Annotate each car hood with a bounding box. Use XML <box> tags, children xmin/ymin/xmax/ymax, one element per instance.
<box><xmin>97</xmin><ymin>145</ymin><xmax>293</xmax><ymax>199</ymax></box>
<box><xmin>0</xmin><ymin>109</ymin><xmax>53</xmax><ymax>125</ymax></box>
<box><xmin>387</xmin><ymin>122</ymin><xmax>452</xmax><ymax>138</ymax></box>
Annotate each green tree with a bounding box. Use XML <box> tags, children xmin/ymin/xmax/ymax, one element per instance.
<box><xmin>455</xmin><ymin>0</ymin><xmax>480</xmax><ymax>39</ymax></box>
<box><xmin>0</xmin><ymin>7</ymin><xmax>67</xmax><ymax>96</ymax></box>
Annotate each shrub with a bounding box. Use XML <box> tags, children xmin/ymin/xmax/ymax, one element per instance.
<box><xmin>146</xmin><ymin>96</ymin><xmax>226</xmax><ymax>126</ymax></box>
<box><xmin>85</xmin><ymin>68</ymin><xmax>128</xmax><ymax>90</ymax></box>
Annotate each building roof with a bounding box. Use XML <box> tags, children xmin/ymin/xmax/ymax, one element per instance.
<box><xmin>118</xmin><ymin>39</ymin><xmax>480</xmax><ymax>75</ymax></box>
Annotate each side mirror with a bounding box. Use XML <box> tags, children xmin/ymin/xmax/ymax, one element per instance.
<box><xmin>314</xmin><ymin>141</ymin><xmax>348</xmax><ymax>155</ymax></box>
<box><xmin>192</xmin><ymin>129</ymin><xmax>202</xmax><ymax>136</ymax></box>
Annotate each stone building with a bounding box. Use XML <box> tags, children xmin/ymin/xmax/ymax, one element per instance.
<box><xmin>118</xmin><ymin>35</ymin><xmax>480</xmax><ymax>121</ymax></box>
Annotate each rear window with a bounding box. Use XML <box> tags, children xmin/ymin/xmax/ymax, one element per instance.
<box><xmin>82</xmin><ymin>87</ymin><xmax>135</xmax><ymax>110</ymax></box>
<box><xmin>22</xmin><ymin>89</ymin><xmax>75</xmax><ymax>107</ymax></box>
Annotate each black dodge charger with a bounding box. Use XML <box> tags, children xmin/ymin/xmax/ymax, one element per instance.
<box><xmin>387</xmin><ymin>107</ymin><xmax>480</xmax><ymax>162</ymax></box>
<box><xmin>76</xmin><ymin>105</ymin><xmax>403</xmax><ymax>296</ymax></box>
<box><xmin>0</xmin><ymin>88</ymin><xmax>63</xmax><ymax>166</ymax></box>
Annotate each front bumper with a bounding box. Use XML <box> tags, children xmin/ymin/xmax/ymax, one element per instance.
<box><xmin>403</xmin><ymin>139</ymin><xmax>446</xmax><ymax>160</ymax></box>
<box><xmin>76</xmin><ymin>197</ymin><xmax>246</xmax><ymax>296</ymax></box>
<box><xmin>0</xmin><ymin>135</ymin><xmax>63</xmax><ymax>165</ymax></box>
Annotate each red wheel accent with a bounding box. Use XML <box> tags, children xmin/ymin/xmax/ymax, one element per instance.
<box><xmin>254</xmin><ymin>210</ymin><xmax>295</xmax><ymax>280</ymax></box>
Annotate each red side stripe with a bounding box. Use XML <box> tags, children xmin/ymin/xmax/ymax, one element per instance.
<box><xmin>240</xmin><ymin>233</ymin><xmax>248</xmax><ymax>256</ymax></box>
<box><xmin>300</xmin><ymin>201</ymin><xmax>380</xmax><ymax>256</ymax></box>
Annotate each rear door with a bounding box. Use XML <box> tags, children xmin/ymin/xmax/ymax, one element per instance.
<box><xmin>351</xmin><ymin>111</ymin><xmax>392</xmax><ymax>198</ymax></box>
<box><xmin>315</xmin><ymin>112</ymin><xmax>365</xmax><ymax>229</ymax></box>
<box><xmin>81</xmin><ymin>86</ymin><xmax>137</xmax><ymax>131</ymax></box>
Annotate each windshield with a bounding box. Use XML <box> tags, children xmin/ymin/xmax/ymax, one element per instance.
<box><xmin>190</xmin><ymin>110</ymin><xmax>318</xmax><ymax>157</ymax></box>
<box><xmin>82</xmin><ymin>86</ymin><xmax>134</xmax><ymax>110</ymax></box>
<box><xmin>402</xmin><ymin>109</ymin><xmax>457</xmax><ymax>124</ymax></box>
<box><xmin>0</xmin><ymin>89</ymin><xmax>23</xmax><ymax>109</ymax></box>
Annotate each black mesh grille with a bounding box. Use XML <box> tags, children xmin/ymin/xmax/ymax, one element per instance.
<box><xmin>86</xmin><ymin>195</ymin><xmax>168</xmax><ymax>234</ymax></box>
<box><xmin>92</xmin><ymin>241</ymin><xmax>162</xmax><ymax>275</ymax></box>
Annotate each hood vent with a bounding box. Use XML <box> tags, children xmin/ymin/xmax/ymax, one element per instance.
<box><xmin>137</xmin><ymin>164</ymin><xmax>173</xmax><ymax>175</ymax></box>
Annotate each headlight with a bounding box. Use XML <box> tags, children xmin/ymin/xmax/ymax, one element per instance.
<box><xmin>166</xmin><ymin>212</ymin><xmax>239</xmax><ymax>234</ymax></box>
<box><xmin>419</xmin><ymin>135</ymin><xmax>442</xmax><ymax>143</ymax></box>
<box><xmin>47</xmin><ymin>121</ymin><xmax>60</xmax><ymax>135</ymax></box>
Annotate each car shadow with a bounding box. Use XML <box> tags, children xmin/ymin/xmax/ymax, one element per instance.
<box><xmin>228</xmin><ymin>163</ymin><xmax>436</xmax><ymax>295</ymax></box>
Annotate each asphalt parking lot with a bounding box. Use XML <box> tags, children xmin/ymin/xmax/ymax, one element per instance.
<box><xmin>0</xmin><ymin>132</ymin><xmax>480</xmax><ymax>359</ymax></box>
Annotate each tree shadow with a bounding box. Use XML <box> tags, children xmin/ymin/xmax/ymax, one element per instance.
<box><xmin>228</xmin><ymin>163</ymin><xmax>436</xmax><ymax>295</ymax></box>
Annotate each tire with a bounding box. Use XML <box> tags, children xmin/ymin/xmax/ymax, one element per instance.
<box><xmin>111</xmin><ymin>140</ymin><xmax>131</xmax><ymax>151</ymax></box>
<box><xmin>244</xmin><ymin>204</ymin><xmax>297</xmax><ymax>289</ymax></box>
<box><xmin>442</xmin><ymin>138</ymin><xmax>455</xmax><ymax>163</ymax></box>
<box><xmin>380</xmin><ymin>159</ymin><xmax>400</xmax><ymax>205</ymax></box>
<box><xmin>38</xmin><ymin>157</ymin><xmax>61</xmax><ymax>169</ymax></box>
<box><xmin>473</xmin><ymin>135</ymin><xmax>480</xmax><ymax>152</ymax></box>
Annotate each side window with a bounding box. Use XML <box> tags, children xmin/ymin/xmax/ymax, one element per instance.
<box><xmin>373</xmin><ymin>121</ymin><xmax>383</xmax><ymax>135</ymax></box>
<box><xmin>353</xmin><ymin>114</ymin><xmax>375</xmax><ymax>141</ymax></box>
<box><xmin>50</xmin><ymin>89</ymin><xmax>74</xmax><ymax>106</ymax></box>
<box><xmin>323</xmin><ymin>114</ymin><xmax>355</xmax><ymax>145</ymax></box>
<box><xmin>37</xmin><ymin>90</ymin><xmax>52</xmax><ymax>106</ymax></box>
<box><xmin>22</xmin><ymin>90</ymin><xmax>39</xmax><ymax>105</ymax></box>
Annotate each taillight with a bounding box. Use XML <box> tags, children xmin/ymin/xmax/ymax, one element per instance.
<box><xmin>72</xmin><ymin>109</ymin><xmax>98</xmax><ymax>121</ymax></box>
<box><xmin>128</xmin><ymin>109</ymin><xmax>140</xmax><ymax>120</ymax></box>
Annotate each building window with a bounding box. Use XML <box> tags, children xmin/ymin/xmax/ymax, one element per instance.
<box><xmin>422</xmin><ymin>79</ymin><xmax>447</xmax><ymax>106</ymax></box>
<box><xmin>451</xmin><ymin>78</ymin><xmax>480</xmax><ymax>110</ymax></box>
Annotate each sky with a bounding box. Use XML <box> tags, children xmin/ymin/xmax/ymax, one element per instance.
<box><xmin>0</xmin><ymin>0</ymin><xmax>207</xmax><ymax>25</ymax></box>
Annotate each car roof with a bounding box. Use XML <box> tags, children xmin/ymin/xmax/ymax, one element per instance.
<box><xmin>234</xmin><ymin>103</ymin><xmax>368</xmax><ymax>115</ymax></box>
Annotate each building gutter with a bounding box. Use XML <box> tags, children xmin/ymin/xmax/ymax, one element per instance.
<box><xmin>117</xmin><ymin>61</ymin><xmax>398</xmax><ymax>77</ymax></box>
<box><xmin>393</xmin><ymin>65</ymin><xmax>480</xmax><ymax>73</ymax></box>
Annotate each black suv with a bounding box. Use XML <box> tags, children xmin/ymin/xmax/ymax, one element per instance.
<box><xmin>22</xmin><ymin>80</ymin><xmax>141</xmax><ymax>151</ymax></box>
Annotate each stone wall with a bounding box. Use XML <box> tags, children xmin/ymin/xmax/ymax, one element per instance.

# # # #

▸ AIM: Transcribe the entries above exactly, from the line containing "Annotate each black suv" through the end of the entries, including both of those lines.

▸ EXERCISE OUTPUT:
Annotate each black suv with a bounding box. Use XML <box> tags, children xmin/ymin/xmax/ymax, one element per instance.
<box><xmin>22</xmin><ymin>80</ymin><xmax>141</xmax><ymax>151</ymax></box>
Annotate each stone wall with a bounding box. Use XML <box> tags, children xmin/ymin/xmax/ymax, one element per instance.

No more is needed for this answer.